- [WHAT IS ASKED]: Please put the rows below into a Markdown table with two columns, No. and Text, giving each row a number and leaving out any blank lines.

■ ■ ■ ■

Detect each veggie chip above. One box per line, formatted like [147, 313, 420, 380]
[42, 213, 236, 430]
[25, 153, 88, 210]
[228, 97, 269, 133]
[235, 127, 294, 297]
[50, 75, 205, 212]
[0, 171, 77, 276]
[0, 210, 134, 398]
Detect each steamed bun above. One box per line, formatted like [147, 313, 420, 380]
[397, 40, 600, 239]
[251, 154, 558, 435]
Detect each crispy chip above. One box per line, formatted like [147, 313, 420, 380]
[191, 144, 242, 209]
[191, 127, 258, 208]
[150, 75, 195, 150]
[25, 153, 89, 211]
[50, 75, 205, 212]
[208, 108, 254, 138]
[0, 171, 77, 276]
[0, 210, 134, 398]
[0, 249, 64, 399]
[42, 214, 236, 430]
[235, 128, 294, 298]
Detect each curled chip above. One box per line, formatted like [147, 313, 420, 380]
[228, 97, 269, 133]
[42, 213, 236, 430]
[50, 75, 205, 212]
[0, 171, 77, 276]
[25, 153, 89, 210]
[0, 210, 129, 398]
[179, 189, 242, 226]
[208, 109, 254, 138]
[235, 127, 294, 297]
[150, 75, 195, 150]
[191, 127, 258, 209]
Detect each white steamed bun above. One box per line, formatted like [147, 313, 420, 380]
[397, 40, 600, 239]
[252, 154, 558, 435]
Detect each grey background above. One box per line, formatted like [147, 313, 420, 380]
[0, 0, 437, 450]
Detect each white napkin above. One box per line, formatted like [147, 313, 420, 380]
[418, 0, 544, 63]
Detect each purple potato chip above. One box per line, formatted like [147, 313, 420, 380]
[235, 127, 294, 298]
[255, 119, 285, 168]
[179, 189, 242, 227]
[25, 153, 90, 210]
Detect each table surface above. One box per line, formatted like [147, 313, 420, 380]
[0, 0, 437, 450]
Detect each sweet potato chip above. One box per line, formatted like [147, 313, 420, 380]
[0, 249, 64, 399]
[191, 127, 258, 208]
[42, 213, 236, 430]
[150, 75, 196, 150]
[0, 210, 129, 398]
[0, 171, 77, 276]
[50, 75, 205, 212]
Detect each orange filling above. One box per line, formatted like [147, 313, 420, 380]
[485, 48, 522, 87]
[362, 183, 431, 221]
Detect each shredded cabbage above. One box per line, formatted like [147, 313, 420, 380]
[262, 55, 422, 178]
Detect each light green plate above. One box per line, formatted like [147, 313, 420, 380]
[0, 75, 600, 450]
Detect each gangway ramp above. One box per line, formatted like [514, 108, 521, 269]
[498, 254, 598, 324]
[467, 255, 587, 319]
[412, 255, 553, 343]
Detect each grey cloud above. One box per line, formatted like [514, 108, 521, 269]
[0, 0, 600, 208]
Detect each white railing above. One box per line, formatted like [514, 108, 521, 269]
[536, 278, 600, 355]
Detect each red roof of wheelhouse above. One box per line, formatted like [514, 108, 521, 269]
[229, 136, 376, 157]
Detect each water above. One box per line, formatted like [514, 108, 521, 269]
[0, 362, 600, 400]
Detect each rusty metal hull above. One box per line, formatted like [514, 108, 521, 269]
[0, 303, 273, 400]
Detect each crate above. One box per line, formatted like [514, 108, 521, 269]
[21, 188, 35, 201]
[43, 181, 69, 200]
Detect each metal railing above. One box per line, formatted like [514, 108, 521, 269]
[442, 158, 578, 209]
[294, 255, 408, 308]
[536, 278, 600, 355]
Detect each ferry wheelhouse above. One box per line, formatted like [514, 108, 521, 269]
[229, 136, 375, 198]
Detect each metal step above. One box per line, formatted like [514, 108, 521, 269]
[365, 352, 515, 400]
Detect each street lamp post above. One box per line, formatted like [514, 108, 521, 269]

■ ■ ■ ■

- [EXERCISE RESPONSE]:
| No. | Text |
|---|---|
| 1 | Detect each veggie chip above. One box per line, formatted like [147, 313, 420, 380] |
| 2 | [42, 213, 236, 430] |
| 3 | [25, 153, 88, 210] |
| 4 | [228, 97, 269, 133] |
| 5 | [235, 127, 294, 297] |
| 6 | [50, 75, 205, 212] |
| 7 | [0, 171, 77, 276] |
| 8 | [0, 210, 134, 398] |
| 9 | Detect each steamed bun above. One box per line, formatted like [147, 313, 420, 380] |
| 10 | [397, 40, 600, 239] |
| 11 | [251, 154, 558, 435] |
| 12 | Detect each crispy chip above. One box per line, formatted like [147, 313, 420, 380] |
| 13 | [191, 144, 242, 209] |
| 14 | [191, 127, 258, 208] |
| 15 | [150, 75, 195, 150] |
| 16 | [25, 153, 89, 211] |
| 17 | [50, 75, 205, 212] |
| 18 | [208, 108, 254, 138] |
| 19 | [0, 171, 77, 276] |
| 20 | [0, 210, 134, 398] |
| 21 | [0, 249, 64, 399] |
| 22 | [42, 214, 236, 430] |
| 23 | [235, 128, 294, 298] |
| 24 | Detect each curled chip above. One box per line, formatted like [147, 313, 420, 380] |
| 25 | [228, 97, 269, 133] |
| 26 | [42, 213, 236, 430] |
| 27 | [50, 75, 205, 212] |
| 28 | [0, 171, 77, 276] |
| 29 | [25, 153, 89, 210] |
| 30 | [0, 210, 129, 398] |
| 31 | [179, 189, 242, 226] |
| 32 | [208, 109, 254, 138] |
| 33 | [235, 127, 294, 297] |
| 34 | [150, 75, 195, 150] |
| 35 | [191, 127, 258, 209] |
| 36 | Detect each white steamed bun above. One box per line, formatted like [147, 313, 420, 380] |
| 37 | [397, 40, 600, 239] |
| 38 | [252, 154, 558, 435] |
| 39 | Detect each grey background above. One box per line, formatted like [147, 313, 420, 380] |
| 40 | [0, 0, 437, 450] |
| 41 | Detect each white napkin above. One box per line, formatted like [147, 313, 420, 380] |
| 42 | [418, 0, 544, 63] |
| 43 | Detect each purple potato chip above. One box per line, formatted like [147, 313, 420, 380] |
| 44 | [235, 127, 294, 298] |
| 45 | [255, 119, 285, 168] |
| 46 | [179, 189, 242, 227] |
| 47 | [25, 153, 90, 210] |
| 48 | Detect each table surface above. One box per line, formatted like [147, 313, 420, 380] |
| 49 | [0, 0, 437, 450] |
| 50 | Detect each sweet potato chip above. One box per line, formatted like [147, 313, 420, 380] |
| 51 | [0, 249, 64, 399] |
| 52 | [191, 127, 258, 208] |
| 53 | [42, 213, 236, 430] |
| 54 | [150, 75, 196, 150] |
| 55 | [0, 210, 129, 398] |
| 56 | [0, 171, 77, 276] |
| 57 | [50, 75, 205, 212] |
| 58 | Detect each orange filling above. One box per line, formatted like [147, 313, 420, 380] |
| 59 | [485, 48, 522, 87] |
| 60 | [362, 183, 431, 221] |
| 61 | Detect each shredded cabbage above. One box per line, formatted like [147, 313, 420, 380] |
| 62 | [262, 55, 422, 178] |
| 63 | Detect each light green plate above. One box per line, formatted like [147, 313, 420, 380] |
| 64 | [0, 75, 600, 450] |
| 65 | Detect each gangway ramp above. One box per line, formatted like [514, 108, 521, 269] |
| 66 | [498, 254, 598, 324] |
| 67 | [467, 255, 587, 319] |
| 68 | [412, 255, 553, 343] |
| 69 | Detect each grey cloud above. One box per line, formatted like [514, 108, 521, 269] |
| 70 | [0, 0, 600, 208] |
| 71 | Detect each white railing above. One box per line, formatted like [514, 108, 521, 269] |
| 72 | [536, 278, 600, 355] |
| 73 | Detect each red roof of wheelhouse above. One box per line, formatted like [514, 108, 521, 269] |
| 74 | [229, 136, 376, 157] |
| 75 | Detect each water above. One box per line, formatted like [514, 108, 521, 269] |
| 76 | [0, 362, 600, 400] |
| 77 | Detect each rusty metal hull above. One box per line, formatted like [514, 108, 521, 269] |
| 78 | [0, 303, 273, 400] |
| 79 | Detect each crate above. One box per line, formatted like [514, 108, 521, 269] |
| 80 | [21, 188, 35, 201] |
| 81 | [43, 181, 69, 200] |
| 82 | Detect each metal railing above. One box per line, formatted like [514, 108, 521, 269] |
| 83 | [442, 158, 578, 209] |
| 84 | [294, 255, 408, 308] |
| 85 | [536, 278, 600, 355] |
| 86 | Detect each ferry wheelhouse above. One box per line, formatted like [514, 108, 521, 269] |
| 87 | [229, 136, 375, 198] |
| 88 | Detect each metal step above. One box per line, formatted like [514, 108, 521, 269] |
| 89 | [365, 352, 515, 400] |
| 90 | Detect each street lamp post above. One box per line, formatted like [514, 108, 521, 269] |